→ **PROBLEM TO SOLVE**: Reproduce exactly the lines beginning with the line that contains "the green water" and ending at the final line of the material below.
* START AVAILABLE RECORDS *
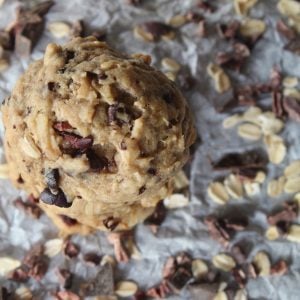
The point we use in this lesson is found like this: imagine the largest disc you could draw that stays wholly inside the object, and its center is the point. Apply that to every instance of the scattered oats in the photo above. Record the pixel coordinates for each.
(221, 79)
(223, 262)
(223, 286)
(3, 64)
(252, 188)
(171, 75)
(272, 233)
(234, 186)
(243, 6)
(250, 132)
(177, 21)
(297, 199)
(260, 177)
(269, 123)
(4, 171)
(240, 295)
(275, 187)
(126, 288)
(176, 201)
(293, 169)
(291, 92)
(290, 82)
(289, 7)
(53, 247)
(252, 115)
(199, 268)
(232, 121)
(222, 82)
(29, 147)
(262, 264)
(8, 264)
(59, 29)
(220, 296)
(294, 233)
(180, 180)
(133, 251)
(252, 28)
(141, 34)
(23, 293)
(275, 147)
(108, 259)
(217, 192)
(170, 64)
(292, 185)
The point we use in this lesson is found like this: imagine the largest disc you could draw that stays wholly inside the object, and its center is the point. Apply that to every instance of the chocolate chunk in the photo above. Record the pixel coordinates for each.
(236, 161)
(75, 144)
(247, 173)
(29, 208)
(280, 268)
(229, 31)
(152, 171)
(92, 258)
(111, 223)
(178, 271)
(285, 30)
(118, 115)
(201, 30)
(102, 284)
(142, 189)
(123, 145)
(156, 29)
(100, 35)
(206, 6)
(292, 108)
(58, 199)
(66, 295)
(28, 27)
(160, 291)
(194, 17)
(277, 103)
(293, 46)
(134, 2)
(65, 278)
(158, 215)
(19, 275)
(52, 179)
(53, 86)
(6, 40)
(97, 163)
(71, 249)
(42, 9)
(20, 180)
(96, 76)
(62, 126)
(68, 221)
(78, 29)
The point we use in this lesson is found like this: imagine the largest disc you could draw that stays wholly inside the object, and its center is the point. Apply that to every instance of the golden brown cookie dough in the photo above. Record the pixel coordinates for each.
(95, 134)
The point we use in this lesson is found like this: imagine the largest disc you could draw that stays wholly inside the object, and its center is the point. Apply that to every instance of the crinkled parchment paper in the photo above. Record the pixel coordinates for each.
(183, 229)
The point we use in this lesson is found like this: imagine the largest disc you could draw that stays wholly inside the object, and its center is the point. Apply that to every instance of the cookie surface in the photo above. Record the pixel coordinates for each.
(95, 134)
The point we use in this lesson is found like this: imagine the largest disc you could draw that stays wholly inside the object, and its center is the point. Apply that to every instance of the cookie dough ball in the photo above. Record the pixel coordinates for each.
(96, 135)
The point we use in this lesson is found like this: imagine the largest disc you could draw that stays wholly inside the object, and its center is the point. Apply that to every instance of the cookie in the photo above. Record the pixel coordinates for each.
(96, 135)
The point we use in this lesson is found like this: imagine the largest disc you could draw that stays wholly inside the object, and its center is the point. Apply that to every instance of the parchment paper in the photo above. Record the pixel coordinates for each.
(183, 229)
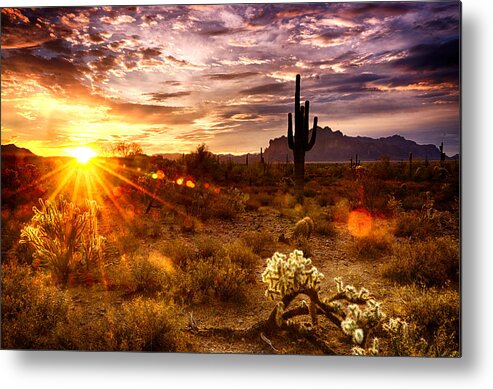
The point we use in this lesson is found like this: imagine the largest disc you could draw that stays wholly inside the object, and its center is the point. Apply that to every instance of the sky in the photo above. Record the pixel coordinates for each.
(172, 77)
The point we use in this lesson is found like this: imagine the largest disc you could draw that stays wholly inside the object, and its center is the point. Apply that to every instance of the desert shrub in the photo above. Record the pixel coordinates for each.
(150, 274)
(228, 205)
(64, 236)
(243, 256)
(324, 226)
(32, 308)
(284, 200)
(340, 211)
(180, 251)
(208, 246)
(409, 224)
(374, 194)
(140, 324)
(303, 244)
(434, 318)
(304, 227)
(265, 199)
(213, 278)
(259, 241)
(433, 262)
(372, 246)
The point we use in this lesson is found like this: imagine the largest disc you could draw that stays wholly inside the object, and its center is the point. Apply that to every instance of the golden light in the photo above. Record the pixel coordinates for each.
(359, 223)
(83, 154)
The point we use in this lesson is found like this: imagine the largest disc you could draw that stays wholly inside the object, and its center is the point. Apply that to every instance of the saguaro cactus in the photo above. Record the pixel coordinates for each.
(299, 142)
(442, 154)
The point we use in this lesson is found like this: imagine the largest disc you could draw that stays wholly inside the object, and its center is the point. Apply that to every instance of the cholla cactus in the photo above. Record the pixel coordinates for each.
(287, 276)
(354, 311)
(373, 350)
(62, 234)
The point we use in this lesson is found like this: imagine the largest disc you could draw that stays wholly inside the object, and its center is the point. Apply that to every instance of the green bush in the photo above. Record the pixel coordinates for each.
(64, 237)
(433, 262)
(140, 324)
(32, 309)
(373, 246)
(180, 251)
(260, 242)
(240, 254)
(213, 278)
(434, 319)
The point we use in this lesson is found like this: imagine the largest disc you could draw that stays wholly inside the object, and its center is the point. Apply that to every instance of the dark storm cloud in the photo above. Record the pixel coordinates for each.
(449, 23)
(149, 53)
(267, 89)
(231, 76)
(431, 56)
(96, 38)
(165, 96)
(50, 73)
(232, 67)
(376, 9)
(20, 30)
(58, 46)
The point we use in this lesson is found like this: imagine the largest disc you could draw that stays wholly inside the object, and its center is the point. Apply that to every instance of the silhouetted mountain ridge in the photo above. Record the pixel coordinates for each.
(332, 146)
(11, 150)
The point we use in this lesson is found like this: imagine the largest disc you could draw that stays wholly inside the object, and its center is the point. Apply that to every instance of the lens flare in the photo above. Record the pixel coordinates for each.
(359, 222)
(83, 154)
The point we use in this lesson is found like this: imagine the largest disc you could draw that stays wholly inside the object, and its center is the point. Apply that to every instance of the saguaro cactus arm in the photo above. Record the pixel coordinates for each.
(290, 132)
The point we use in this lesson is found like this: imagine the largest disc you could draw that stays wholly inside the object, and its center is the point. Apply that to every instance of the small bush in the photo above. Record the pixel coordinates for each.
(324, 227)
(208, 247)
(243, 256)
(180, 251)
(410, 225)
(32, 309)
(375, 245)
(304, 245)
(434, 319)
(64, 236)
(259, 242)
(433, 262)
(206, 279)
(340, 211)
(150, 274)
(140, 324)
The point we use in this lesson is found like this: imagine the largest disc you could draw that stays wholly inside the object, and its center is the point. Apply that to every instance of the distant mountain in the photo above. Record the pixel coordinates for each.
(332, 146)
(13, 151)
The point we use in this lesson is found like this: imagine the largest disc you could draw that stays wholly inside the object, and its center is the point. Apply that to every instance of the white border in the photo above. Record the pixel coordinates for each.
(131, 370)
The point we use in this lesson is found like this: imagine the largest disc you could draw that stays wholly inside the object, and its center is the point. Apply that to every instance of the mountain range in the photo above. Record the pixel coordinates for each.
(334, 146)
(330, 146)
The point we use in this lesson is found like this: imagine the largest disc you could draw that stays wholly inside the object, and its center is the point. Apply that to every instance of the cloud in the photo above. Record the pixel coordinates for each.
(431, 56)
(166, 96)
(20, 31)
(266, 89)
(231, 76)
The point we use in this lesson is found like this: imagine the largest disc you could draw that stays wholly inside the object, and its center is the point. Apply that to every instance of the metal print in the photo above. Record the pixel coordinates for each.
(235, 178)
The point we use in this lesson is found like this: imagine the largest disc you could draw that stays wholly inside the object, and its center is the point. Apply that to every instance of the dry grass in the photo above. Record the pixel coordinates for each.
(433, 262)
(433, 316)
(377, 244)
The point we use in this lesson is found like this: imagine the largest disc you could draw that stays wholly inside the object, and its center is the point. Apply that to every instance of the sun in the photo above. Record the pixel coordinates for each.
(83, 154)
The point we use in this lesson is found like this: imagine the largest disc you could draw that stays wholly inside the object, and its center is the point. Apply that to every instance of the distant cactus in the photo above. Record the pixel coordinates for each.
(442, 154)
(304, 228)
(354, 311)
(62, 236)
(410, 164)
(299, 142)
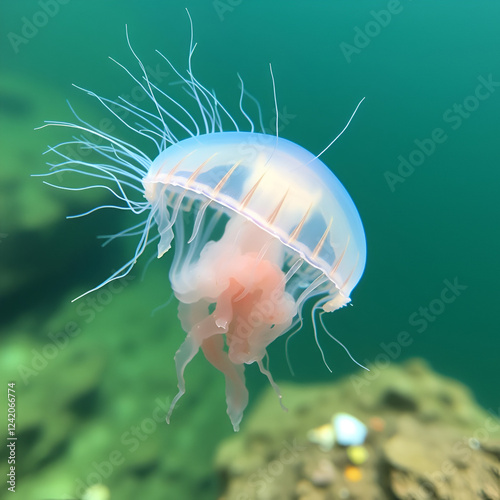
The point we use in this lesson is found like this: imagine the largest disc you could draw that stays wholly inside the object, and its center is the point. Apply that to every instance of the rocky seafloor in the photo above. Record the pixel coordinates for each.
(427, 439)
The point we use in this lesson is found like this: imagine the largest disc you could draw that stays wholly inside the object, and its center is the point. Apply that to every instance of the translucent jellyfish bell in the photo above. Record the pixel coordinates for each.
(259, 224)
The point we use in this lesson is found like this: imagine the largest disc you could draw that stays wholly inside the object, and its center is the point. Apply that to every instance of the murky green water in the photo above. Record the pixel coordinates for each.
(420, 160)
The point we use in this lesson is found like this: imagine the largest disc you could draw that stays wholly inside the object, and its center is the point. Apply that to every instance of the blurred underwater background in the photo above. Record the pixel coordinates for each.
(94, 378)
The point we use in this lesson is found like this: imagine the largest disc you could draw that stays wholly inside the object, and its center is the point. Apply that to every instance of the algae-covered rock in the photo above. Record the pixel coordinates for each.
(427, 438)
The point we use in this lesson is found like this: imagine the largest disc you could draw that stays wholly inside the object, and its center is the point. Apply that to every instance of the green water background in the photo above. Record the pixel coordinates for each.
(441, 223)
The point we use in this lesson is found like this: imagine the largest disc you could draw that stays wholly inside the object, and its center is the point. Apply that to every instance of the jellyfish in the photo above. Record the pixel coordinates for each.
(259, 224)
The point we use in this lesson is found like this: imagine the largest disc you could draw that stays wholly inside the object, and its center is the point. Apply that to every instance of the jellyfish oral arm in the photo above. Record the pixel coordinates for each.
* END AVAILABLE RECORDS *
→ **REPLY TO THE TASK**:
The point we use in this lesson is found like this: imagine the largest disc you could draw that stays wholly inside the object, and its center is the point. Apply that to every instance of the green water background in the photo above. Record the pixel coordinates for each.
(441, 223)
The point we use in this lesson is found like this: imagine the largest disc you could draw that stays wholly inside the object, and its center is the point. Apply that to every instance of the jellyfish in the photo above. Record the pixel coordinates for each.
(259, 224)
The point we use in this lesson is found like this: imagine the largest disc you could draw that stays wholly inside the object, and its center is the point. Apply that to every instance of the jellyfish oral arm in the photo above. Record the pixel coordinates for each.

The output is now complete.